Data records
*** Begin section ***
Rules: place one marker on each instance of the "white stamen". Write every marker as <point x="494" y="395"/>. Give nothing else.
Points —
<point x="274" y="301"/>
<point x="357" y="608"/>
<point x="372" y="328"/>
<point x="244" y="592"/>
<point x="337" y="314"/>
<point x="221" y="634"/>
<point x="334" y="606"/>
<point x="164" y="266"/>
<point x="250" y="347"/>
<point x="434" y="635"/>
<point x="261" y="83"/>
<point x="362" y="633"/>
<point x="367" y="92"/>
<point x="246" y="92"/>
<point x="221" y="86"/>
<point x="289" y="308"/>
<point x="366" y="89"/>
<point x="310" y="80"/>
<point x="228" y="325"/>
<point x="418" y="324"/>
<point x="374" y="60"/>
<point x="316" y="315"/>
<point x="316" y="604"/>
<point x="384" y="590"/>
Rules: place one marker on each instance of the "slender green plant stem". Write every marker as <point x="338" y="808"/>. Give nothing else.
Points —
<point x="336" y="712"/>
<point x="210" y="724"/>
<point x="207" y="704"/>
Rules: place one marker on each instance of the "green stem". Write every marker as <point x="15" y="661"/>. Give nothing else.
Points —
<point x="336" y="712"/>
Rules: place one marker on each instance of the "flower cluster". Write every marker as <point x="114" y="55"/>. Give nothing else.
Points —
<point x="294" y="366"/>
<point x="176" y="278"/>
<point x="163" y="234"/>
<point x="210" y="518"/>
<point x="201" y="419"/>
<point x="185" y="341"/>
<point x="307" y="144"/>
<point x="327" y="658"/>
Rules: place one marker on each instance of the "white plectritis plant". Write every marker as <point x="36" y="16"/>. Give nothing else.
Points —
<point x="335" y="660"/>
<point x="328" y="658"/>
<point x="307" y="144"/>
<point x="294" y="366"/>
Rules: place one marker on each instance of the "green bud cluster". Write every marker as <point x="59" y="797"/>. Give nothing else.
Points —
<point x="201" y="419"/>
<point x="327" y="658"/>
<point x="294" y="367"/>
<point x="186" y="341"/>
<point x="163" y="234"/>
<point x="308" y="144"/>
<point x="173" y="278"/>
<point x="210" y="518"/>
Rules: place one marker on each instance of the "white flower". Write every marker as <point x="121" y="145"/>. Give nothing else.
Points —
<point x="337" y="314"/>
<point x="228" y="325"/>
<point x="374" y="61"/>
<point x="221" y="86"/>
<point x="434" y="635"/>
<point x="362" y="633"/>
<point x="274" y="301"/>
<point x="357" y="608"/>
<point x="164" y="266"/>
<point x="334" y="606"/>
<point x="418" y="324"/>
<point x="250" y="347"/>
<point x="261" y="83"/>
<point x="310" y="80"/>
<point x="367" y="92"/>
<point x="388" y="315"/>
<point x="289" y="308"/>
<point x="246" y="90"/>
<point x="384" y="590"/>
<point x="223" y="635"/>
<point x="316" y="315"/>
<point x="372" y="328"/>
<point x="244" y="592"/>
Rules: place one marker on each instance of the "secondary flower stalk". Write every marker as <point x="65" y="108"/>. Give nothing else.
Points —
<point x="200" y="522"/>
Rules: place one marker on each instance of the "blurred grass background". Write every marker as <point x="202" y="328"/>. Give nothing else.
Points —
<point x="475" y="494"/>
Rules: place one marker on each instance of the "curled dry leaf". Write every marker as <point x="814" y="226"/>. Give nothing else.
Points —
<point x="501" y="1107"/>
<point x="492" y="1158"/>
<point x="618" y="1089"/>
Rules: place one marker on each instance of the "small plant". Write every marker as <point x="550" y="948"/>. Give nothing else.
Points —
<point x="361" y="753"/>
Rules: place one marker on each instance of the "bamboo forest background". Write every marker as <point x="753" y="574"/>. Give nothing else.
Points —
*** End section ***
> _WORK INSTRUCTION_: All the records above need to be printed exactly.

> _REPLY TO THE EXERCISE_:
Rules: place one marker on each instance of the "white stamen". Write every marker as <point x="494" y="395"/>. Give nothing else.
Points —
<point x="274" y="301"/>
<point x="357" y="608"/>
<point x="372" y="328"/>
<point x="244" y="592"/>
<point x="337" y="314"/>
<point x="221" y="634"/>
<point x="334" y="606"/>
<point x="164" y="266"/>
<point x="250" y="347"/>
<point x="434" y="635"/>
<point x="261" y="83"/>
<point x="362" y="633"/>
<point x="367" y="92"/>
<point x="246" y="92"/>
<point x="221" y="86"/>
<point x="289" y="308"/>
<point x="366" y="89"/>
<point x="310" y="80"/>
<point x="228" y="325"/>
<point x="418" y="324"/>
<point x="374" y="60"/>
<point x="316" y="315"/>
<point x="316" y="604"/>
<point x="384" y="590"/>
Rules: place one marker on each instance of the "slender green plant stem". Write every marker as <point x="338" y="808"/>. Give nothing else.
Points —
<point x="336" y="712"/>
<point x="210" y="724"/>
<point x="207" y="704"/>
Rules: place one marker on each instance of the "green stem". Write every marker as <point x="15" y="661"/>. Give nothing else.
Points —
<point x="336" y="712"/>
Rules: place one marker on each instance of the "flower cluster". Write every marker as <point x="114" y="55"/>. Give nothing else.
Points —
<point x="294" y="366"/>
<point x="176" y="278"/>
<point x="163" y="234"/>
<point x="210" y="518"/>
<point x="201" y="419"/>
<point x="185" y="341"/>
<point x="307" y="144"/>
<point x="327" y="658"/>
Rules: place one marker on each instance of the "white plectritis plant". Write every marker as <point x="36" y="16"/>. Give nothing else.
Points —
<point x="335" y="660"/>
<point x="328" y="658"/>
<point x="307" y="144"/>
<point x="294" y="366"/>
Rules: place one marker on each instance of the "green bud cluster". Write every marker as <point x="59" y="797"/>. Give nothing else.
Points —
<point x="201" y="419"/>
<point x="327" y="658"/>
<point x="294" y="367"/>
<point x="186" y="341"/>
<point x="163" y="234"/>
<point x="308" y="144"/>
<point x="173" y="278"/>
<point x="210" y="518"/>
Rules: place one marker on each instance of the "white flower". Write every marker as <point x="121" y="145"/>. Give nothing else.
Points —
<point x="337" y="314"/>
<point x="228" y="325"/>
<point x="374" y="61"/>
<point x="221" y="86"/>
<point x="434" y="635"/>
<point x="362" y="633"/>
<point x="274" y="301"/>
<point x="357" y="608"/>
<point x="164" y="266"/>
<point x="334" y="606"/>
<point x="418" y="324"/>
<point x="250" y="347"/>
<point x="261" y="83"/>
<point x="310" y="80"/>
<point x="367" y="92"/>
<point x="388" y="315"/>
<point x="289" y="308"/>
<point x="246" y="90"/>
<point x="384" y="590"/>
<point x="223" y="635"/>
<point x="316" y="315"/>
<point x="372" y="328"/>
<point x="244" y="592"/>
Rules: place one marker on each instance of the "secondary flower stalk". Write every marker as <point x="65" y="108"/>. Give nothing else.
Points —
<point x="200" y="522"/>
Rules: place one marker on each instance of the "blurred grass background". Write every marker as <point x="202" y="328"/>. Give nothing else.
Points —
<point x="475" y="494"/>
Rules: place one marker on each instance of the "curled dry leaf". Write every marker as <point x="814" y="226"/>. Give nothing else.
Points —
<point x="501" y="1107"/>
<point x="492" y="1158"/>
<point x="618" y="1089"/>
Rules: place one marker on each instance of the "small plant". Write every marker as <point x="550" y="948"/>. Give nothing else.
Points —
<point x="361" y="753"/>
Rules: place one marker on each instance of the "bamboo forest background". Write every marker as <point x="753" y="574"/>. Give nothing else.
Points —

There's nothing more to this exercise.